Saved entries
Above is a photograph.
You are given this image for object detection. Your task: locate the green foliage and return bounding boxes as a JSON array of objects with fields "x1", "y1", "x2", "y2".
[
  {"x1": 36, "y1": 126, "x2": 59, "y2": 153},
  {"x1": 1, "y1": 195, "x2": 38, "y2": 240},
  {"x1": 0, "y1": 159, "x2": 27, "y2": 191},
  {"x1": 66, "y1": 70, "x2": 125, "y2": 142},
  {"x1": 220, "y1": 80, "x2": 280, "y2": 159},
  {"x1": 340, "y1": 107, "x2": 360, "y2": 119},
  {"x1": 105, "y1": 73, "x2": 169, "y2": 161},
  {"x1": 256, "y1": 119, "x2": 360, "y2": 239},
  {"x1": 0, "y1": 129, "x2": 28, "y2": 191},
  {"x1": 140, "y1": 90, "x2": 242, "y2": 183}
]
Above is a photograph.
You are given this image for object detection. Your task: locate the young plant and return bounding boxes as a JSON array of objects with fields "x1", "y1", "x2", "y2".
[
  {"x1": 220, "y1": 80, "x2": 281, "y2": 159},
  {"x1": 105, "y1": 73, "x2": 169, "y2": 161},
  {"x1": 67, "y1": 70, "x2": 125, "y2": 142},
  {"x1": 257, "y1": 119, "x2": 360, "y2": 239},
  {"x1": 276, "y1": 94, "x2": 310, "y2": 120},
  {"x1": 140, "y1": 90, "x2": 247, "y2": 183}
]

*THE PROBLEM*. All of the records must be retyped exactly as they are.

*PROBLEM SOLUTION*.
Above is a photograph.
You are given this image for object detection. Your task: locate the green foliage and return bounding boxes as a JSON array of objects with fields "x1", "y1", "x2", "y2".
[
  {"x1": 36, "y1": 126, "x2": 59, "y2": 153},
  {"x1": 1, "y1": 195, "x2": 38, "y2": 240},
  {"x1": 0, "y1": 159, "x2": 27, "y2": 191},
  {"x1": 66, "y1": 70, "x2": 125, "y2": 142},
  {"x1": 220, "y1": 80, "x2": 280, "y2": 159},
  {"x1": 340, "y1": 107, "x2": 360, "y2": 119},
  {"x1": 105, "y1": 73, "x2": 169, "y2": 161},
  {"x1": 256, "y1": 119, "x2": 360, "y2": 239},
  {"x1": 0, "y1": 129, "x2": 28, "y2": 191},
  {"x1": 140, "y1": 90, "x2": 242, "y2": 183}
]
Above is a photograph.
You are given this image for object detection. Your task: locate the young plant and return bounding boxes as a JSON array of objects with fields "x1", "y1", "x2", "y2".
[
  {"x1": 220, "y1": 80, "x2": 281, "y2": 159},
  {"x1": 105, "y1": 73, "x2": 169, "y2": 161},
  {"x1": 67, "y1": 70, "x2": 125, "y2": 142},
  {"x1": 257, "y1": 119, "x2": 360, "y2": 239},
  {"x1": 276, "y1": 94, "x2": 310, "y2": 120},
  {"x1": 140, "y1": 90, "x2": 247, "y2": 183}
]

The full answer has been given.